__Supplied records__.
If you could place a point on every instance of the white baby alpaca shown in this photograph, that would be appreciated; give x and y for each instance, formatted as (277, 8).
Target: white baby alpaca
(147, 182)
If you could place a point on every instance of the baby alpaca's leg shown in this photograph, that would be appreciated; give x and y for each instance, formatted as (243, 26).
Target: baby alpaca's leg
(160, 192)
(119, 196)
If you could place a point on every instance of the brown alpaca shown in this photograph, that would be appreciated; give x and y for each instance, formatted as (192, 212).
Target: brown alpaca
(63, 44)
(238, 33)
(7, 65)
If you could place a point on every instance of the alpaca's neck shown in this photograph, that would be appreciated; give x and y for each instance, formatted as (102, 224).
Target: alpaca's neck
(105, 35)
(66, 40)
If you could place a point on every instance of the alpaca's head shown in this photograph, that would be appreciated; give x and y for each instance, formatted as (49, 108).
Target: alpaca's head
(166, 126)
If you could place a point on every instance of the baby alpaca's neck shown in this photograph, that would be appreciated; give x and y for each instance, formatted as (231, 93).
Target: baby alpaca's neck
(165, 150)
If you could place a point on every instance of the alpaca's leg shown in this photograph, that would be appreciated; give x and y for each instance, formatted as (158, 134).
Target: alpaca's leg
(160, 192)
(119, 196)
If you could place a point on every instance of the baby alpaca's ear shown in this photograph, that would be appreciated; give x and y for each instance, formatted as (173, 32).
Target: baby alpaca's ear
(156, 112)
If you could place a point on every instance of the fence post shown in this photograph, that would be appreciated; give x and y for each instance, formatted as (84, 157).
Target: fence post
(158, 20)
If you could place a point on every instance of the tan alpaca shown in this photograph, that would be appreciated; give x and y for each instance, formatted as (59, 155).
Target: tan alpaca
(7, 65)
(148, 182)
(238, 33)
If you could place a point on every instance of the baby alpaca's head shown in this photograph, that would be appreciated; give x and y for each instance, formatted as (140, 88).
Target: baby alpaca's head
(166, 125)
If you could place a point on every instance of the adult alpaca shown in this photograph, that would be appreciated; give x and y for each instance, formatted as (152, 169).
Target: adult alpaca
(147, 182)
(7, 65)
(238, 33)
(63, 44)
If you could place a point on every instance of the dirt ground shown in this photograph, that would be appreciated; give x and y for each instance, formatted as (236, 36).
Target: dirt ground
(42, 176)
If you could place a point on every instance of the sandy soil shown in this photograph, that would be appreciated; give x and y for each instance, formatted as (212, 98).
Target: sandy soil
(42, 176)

__Problem details__. Copy out all of the data above, line for line, with no changes.

__Written solution__.
If you could place a point on every instance of the white baby alpaca shown in this photograph, that would be appreciated; give x and y for each instance, formatted as (277, 8).
Target: white baby alpaca
(147, 182)
If you could place a point on every instance of the baby alpaca's leg shown in this photograph, that would be appreciated; give x and y for each instance, formatted as (243, 26).
Target: baby alpaca's leg
(160, 192)
(119, 196)
If you could place a point on every instance of the brown alpaca shown in this photograph, that would be appreciated; give x and y for each instance, formatted as (192, 212).
Target: brown alpaca
(63, 44)
(238, 33)
(7, 65)
If you could place a point on every instance of the alpaca's neck shown in this photograph, that would be appreciated; give x and y for each instance, formatted as (102, 224).
Target: alpaca's neck
(105, 35)
(66, 40)
If you could place a point on every instance of the alpaca's head shown in this photograph, that would be appreciated; give x and y for each instance, formatted as (49, 108).
Target: alpaca's head
(166, 126)
If you could place a point on every instance of the baby alpaca's neck shown in this photograph, that would be appreciated; give x and y for each instance, formatted as (231, 93).
Target: baby alpaca's neck
(165, 150)
If you could place a point on every instance of the alpaca's leg shown in this photograph, that would be appreciated; give x and y for each instance, formatted as (158, 134).
Target: alpaca's leg
(160, 192)
(119, 196)
If you could place a point on every instance of the baby alpaca's ear shown in this photograph, that would be appreciated; give x and y for each instance, formatted as (173, 32).
Target: baby alpaca's ear
(156, 112)
If you could place a point on every instance of the fence post shown in this photograph, that would be appreciated; give x and y for each instance, formatted as (84, 157).
Target: fence post
(158, 20)
If you could place a point on every instance of the tan alpaca shown in this photograph, that would be appreciated; give x and y for each instance, formatted as (59, 155).
Target: tan alpaca
(7, 65)
(148, 182)
(238, 33)
If you could place a point on every instance of the baby alpaca's head shown in this photograph, that would be appreciated; give x and y for each instance, formatted as (140, 88).
Target: baby alpaca's head
(166, 125)
If you could place a point on every instance of the adult alpaca shown in this photograph, that would be appreciated; give x and y for each instance, formatted as (152, 169).
Target: adult alpaca
(147, 182)
(7, 65)
(238, 33)
(63, 44)
If you could place a point on every instance of the dirt ground shown in this photograph, that would be appreciated; give x and y for each instance, formatted as (236, 36).
Target: dirt ground
(42, 176)
If you could place a point on every instance of the sandy soil shown in this photograph, that would be appreciated; give x and y for each instance, formatted as (212, 98).
Target: sandy soil
(42, 176)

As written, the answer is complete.